* [CHALLENGES]:
1. In the review of Hustlers below, which performance does the writer name as far worse than Lopez's yet still recognized by the Academy?
2. For each statement, say whether the review of Hustlers below agrees with it. Give yes or no and quote the deciding words from the review. (a) The writer met Lopez at a Time 100 gala. (b) The writer is offended by the film mainly on moral grounds. (c) The film was doing poorly at the box office.
3. Carry the review of Hustlers below forward, beginning after its last sentence.

>> BEGIN SELECTION

“SHE’LL carelessly cut you and laugh while you’re bleeding,” sang Billy Joel on “She’s Always a Woman.”
This lyric, if not the basic dreamy sentiment of Joel’s ballad, fits perfectly with the latest film in the genre of Women Gone Bad Because Times Are Tough and Men Are Pigs.
I do mean “Hustlers,” starring Jennifer Lopez and Constance Wu as strippers who find that the financial collapse of the mid-2000’s has affected effected even the best bump and grind efforts of a good ecdysiast with a taut tummy and a well-polished pole.
Feeling oppressed and used, and who can’t use some extra cash, Lopez, the grande dame of the exotic dancing game, and some of the other girls devise a plan to drug men, steal their credit cards and max them out. They are empowering themselves. Whatever. I am bone-weary of this trope — “Claws,” “Good Girls,” “Widows” “The Kitchen,” etc.

“Hustlers” is badly written and conceived (based, loosely, on a real story.) Nothing makes much sense.
But it is, I admit, great to look at and certainly it is fun to savor the well-preserved everything of Miss Lopez, half a century young and still sizzling. She is good, working her subpar material as if she actually thinks she will be nominated for an Oscar (Yeah, that’s the “buzz.”) Listen, worse, far worse performances have received Academy recognition — Meryl Streep in “Florence Foster Jenkins” leaps to mind. So, I’m not dismissing that possibility.

“Hustlers” doesn’t so much offend me, morally. That’s hard to do. It offends for lack of imagination and the new assumption that women committing crimes is an “empowerment” and that being done wrong by men makes it OK. And even more OK when it’s a group of women. (So we can have a lot of montage sequences of women partying, shopping and generally having fun with their ill gotten goods.)
I love a bad woman as much as the next fan of film noir. But those femme fatales worked solo and took their lumps (because the old Hays Code said they had to) without blaming the men in their lives (who were usually just as compromised.)
I’d like to think “Hustlers” is the nadir and the finis of this genre, but when last I looked, it was doing pretty well at the box office so we can almost surely expect another stellar collection of ladies who find that only a life of crime will soothe their wounded souls.
A lack of imagination is just about the only thing Hollywood relies on with consistency.
P.S. on Miss Lopez. Although I’ve never felt the need to see her perform live, I have always thought she was a good actress, never false, if not inspired and often extremely effective. I did have the pleasure of meeting her once, years ago at a Time 100 gala. As usual — although it was actually my business to intrude on people — I was shy and nervous, watching as she was guided through the throng. I never felt comfortable throwing myself into people’s personal space. Somehow, she was guided right up to me and I was forced to introduce myself. (Jennifer responded by saying how much she “loved Liz Smith” even though the column had had quite a bit of fun at Lopez’s expense during her high-speed romance with Sean Combs and then the incredible saga of being left at the altar by Ben Affleck.)

>> END SELECTION
>> BEGIN DATA ROWS

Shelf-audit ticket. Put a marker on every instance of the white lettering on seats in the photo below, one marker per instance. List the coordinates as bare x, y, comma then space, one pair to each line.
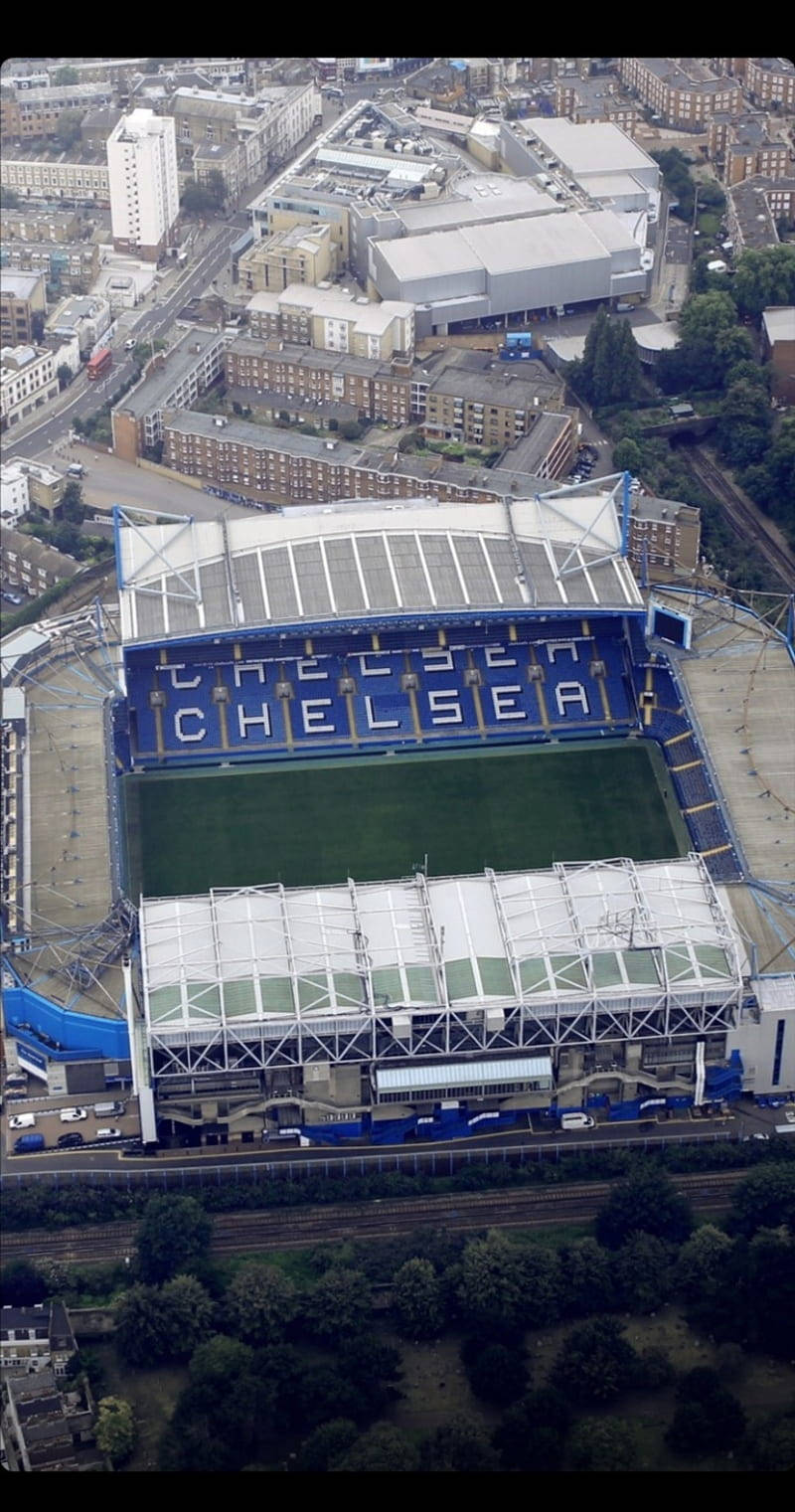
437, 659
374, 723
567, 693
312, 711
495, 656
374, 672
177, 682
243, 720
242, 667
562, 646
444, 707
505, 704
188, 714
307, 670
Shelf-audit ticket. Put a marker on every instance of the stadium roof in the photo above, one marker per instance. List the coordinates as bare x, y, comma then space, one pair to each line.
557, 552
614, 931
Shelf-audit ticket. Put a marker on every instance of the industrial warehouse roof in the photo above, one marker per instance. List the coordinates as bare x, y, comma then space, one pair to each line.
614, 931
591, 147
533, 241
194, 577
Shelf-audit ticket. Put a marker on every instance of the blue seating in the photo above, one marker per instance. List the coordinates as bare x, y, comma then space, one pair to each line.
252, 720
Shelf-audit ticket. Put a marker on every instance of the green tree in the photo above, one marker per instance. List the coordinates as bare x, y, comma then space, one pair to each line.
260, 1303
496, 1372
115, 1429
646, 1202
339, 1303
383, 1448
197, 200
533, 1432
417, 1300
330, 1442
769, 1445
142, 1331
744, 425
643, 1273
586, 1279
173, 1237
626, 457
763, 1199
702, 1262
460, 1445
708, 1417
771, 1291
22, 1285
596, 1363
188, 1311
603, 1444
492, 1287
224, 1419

>> END DATA ROWS

* [RESPONSES]:
1. Meryl Streep in "Florence Foster Jenkins."

2.
(a) Yes: "I did have the pleasure of meeting her once, years ago at a Time 100 gala."
(b) No: "“Hustlers” doesn’t so much offend me, morally."
(c) No: "it was doing pretty well at the box office"

3.
We exchanged brief pleasantries and she was soon guided elsewhere. What I’ve never forgotten is how beautiful — gorgeous — she was. Drop dead gorgeous. Much more lovely in the flesh than onscreen or in videos. It was the kind of beauty that stopped the room, literally. One of the great glamour memories of my “career.”
THINGS I am loving:
… THE new Ken Burns PBS series on country music. I love country music. It always makes me want to cry or drink, or both. I don’t drink at home, so I’ve been doing a lot of sober sobbing on my couch.
… Holly Hunter and Cherry Jones guest starring on HBO’s bizarre but compulsively watchable “Succession. (It’s one of those shows with nary a likeable or believable character, but somehow it works. It’s “Billions” with a pitch black sense of humor and better writing.) The series has also suddenly elevated former child actor Kieran Culkin to full-fledged adult stardom. He was very good in “Igby Goes Down” and “Scott Pilgrim vs. the World” but his portrayal of Roman Roy in “Succession” is something else entirely.

… THE third and final season of HBO’s “The Deuce,” now set in 1985, as New York attempts to clean up Times Square (and as the AIDS epidemic rages.) I know Manhattan was a terrible place then — that’s what everybody said, and I guess it was — but I kinda miss the grimy glamour that I fell into in 1968, and was still observing with a bit of leer in the ’80s. (By then I working honorably for Liz Smith, but you can’t really take the streets out of a boy.) James Franco (playing twin brothers) and Maggie Gyllenhaal (who stars as hooker-turned-porn-director Eileen, and who also produces “Deuce”) are sensational.
… FINALLY, though it is several weeks past, I cannot recommend highly enough the New York Times magazine essay by Nikole Hannah-Jones as part of the Times’ “1619 Project” which chronicles the history of slavery and the devastating effects of the failure of Restoration, the Jim Crow era and the impact of mass incarceration. Hannah-Jones miraculously managed to convey almost everything that needs to be said and pondered and repaired, in ten pages. Entire books have not been so eloquent, precise and pungent.
I ALWAYS think about Carol Lynley in black and white, and from two films in particular, early in her career. (Lynley died on September 3rd at 77.)
I recall reading about her in 1962, a Life magazine article about the new crop of blondes who were in line to inherit the trembling crown of Marilyn Monroe. I forget who the others were, although Stella Stevens was probably among the mix. I recall thinking Monroe herself must have loved the article — she died the same year. But having not seen Carol in any films, I thought nothing of her.
Some years later, two of Lynley’s movies were constants on TV — the ABC 4:30 movie, which I caught religiously after school. One was “Blue Denim” a tale of the dangers of teenage sex, and the other was “Bunny Lake is Missing,” a thriller about a young mother who insists her daughter has been kidnapped.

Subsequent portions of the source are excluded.